**AIM OF THE EXERCISE**
Collect every line of the records below that contains the string "grille", and copy each such line in full.
-------- INPUT DATA
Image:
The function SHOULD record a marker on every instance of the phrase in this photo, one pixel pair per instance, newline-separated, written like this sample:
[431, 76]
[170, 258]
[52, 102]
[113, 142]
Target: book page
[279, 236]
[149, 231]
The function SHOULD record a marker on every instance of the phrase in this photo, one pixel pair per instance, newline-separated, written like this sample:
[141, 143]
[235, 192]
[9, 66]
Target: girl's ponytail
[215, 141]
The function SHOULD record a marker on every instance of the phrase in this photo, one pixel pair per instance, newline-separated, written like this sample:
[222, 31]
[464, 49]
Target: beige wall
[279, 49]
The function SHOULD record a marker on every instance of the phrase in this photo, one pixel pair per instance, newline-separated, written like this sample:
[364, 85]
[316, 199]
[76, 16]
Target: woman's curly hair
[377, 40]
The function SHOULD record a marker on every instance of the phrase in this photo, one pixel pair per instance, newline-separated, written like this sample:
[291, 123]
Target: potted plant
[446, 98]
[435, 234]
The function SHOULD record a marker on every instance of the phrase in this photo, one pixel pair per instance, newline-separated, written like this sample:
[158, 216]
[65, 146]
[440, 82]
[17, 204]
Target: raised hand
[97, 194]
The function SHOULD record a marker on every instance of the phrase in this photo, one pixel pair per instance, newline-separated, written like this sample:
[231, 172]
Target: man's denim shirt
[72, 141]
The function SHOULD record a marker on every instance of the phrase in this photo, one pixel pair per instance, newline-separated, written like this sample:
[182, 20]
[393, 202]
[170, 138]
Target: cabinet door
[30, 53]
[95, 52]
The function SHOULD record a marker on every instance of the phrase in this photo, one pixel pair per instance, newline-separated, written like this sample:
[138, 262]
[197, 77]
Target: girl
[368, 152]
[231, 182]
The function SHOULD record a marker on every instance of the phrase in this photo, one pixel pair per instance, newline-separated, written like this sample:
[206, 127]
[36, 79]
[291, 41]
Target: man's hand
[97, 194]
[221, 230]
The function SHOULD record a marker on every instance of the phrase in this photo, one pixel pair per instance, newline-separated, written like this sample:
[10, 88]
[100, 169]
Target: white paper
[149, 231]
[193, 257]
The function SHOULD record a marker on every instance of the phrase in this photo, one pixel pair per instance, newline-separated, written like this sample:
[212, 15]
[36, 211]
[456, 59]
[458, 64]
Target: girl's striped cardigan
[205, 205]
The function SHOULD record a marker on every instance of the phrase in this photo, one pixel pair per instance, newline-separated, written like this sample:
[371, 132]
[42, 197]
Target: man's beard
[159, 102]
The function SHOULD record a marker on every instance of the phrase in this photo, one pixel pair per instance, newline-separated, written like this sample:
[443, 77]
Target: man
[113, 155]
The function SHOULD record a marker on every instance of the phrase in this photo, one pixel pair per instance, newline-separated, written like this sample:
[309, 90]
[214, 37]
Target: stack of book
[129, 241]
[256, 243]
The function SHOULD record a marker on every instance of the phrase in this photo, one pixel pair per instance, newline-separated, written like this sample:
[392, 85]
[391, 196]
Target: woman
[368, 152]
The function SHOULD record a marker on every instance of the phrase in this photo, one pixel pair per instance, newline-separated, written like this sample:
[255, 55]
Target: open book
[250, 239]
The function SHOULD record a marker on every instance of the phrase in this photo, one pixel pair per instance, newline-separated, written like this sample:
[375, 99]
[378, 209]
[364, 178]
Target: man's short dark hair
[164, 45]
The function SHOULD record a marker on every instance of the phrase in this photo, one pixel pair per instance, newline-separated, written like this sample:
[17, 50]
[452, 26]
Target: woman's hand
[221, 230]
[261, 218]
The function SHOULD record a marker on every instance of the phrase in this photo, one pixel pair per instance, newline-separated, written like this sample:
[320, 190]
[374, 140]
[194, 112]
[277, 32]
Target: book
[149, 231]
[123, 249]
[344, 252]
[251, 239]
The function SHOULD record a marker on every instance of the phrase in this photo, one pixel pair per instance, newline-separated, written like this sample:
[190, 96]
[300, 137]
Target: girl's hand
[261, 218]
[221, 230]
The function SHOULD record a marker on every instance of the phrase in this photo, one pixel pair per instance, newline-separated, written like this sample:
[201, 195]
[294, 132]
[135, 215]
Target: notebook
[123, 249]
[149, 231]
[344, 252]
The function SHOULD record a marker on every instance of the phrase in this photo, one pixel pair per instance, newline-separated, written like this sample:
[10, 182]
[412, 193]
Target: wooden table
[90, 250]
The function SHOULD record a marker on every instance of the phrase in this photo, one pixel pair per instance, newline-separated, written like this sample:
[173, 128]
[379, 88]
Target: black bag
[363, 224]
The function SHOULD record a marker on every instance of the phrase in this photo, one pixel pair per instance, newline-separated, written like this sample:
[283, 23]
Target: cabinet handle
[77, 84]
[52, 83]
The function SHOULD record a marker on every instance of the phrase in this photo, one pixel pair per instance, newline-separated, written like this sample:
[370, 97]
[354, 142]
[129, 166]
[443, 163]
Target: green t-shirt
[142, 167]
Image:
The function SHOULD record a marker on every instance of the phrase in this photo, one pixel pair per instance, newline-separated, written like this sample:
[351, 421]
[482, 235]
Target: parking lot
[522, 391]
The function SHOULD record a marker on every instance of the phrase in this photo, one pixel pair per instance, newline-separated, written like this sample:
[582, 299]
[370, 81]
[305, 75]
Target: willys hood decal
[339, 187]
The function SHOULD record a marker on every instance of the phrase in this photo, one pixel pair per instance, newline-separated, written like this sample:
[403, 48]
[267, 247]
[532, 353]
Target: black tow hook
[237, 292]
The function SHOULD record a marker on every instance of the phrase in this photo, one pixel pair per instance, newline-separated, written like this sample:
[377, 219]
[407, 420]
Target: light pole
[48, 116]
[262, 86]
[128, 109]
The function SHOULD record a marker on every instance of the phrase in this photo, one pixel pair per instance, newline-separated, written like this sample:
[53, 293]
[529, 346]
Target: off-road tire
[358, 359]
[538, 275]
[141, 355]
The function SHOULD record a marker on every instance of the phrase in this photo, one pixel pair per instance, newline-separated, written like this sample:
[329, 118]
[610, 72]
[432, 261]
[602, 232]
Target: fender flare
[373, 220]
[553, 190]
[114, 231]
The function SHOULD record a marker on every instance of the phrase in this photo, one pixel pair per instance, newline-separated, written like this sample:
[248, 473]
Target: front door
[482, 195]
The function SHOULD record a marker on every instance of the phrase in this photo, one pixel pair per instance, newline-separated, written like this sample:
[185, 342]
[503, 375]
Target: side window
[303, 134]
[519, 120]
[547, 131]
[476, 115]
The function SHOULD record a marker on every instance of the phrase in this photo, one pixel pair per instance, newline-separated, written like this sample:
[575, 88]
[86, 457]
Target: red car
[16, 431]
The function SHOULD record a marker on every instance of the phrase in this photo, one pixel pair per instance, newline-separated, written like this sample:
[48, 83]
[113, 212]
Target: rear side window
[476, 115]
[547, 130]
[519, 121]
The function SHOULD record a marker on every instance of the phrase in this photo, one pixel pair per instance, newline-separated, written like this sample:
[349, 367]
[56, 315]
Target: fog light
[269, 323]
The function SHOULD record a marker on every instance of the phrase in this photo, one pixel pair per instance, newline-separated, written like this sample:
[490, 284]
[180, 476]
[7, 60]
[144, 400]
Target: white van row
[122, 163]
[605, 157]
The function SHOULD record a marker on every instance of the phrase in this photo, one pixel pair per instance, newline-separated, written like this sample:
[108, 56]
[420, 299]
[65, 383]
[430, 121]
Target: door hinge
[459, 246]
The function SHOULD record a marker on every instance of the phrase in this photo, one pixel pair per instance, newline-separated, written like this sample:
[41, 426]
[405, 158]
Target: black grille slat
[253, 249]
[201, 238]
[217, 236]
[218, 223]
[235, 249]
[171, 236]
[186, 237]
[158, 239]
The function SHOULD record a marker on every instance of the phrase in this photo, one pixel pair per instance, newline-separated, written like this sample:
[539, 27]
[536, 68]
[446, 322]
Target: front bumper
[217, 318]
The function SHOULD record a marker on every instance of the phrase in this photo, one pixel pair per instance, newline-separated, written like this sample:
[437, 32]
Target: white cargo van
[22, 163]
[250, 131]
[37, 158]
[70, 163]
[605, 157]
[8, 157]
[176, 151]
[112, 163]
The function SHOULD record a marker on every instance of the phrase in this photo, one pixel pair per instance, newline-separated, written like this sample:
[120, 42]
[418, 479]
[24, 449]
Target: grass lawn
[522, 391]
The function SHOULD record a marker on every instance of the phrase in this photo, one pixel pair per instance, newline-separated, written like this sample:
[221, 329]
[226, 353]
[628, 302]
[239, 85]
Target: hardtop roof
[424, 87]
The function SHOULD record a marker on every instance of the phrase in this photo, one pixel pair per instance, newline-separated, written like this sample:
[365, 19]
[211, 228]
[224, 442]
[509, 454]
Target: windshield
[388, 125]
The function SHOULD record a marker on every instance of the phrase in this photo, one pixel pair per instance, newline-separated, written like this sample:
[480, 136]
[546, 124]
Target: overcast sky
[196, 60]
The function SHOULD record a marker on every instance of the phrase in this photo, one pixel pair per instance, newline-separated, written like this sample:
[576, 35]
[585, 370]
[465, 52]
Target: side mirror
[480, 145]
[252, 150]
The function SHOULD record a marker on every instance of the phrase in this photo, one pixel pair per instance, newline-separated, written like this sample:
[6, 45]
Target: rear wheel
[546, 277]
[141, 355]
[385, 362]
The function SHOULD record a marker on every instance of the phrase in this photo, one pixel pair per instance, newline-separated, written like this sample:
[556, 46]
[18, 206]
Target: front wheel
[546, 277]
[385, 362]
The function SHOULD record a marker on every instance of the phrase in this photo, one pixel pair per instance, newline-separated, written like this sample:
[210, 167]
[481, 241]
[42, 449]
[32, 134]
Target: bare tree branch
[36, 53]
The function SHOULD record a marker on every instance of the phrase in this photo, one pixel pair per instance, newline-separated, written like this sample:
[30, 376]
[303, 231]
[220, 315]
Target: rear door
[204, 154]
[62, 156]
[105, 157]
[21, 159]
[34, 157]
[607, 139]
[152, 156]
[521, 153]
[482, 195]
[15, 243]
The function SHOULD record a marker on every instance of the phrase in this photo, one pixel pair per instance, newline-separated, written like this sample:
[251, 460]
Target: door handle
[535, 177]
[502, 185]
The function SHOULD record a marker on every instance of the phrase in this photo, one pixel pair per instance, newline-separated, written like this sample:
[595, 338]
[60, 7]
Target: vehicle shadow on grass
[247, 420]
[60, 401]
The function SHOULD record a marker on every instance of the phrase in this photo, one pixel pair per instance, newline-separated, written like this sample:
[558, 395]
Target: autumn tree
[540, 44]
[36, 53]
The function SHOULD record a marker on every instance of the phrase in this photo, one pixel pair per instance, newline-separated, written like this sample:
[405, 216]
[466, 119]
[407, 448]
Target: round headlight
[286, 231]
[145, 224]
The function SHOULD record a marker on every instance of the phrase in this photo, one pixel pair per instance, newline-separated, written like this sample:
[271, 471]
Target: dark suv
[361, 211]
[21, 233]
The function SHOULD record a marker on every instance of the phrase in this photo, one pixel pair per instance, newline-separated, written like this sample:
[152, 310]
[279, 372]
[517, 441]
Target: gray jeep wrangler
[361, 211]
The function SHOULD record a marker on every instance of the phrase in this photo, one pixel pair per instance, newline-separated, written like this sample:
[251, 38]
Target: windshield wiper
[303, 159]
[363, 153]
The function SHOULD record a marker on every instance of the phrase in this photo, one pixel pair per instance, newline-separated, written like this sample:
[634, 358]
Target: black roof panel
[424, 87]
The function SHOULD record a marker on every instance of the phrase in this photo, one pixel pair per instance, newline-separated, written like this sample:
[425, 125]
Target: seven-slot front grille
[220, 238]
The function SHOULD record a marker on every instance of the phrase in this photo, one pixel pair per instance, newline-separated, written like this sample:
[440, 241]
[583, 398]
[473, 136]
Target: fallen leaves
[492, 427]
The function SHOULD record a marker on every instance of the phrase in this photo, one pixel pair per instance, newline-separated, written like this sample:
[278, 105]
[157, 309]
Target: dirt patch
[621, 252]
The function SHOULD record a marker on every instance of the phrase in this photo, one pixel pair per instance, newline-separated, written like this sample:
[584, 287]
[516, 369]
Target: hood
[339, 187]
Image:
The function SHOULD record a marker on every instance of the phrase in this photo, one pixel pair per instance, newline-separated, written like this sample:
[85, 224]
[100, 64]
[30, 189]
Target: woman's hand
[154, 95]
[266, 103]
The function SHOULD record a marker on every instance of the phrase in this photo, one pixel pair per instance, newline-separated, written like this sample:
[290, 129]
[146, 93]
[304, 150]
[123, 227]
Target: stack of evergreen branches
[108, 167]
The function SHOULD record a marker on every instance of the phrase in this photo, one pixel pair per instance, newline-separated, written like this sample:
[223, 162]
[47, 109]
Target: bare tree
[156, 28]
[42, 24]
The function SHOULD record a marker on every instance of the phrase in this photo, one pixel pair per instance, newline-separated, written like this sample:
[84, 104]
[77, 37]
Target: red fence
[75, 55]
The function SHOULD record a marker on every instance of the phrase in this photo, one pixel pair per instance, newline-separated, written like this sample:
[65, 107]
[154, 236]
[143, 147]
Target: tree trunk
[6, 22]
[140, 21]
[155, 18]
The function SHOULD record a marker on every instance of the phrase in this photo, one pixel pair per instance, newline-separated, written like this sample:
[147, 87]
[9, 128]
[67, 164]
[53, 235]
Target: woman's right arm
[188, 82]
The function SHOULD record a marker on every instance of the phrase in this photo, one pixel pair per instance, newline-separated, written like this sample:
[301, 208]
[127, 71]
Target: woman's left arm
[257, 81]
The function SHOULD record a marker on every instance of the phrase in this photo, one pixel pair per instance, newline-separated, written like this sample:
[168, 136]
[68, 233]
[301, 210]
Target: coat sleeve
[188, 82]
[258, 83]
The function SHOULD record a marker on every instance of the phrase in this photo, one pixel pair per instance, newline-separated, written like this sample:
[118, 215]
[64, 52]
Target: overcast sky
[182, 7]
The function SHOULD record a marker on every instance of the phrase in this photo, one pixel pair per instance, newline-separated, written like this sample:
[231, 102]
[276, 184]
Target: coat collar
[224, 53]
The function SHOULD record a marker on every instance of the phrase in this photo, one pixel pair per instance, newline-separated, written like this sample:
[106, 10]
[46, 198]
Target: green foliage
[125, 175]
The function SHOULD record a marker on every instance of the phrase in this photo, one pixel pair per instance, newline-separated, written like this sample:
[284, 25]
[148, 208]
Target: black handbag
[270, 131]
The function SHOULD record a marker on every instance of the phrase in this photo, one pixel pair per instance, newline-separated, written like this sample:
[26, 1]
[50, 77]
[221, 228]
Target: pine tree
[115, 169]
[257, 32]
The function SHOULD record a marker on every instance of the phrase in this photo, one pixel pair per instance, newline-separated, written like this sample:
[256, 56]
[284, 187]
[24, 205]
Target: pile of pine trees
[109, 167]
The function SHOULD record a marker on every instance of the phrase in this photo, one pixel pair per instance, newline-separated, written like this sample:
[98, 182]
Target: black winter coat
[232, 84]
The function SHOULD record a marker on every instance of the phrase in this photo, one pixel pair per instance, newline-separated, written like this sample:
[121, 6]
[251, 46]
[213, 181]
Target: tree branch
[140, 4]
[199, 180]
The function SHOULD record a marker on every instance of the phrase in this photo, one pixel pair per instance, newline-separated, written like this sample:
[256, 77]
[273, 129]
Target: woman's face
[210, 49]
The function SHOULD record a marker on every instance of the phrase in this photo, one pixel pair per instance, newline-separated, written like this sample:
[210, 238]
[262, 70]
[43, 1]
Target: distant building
----------------
**SOLUTION FOR THIS PROBLEM**
Target: black grille slat
Target: seven-slot front grille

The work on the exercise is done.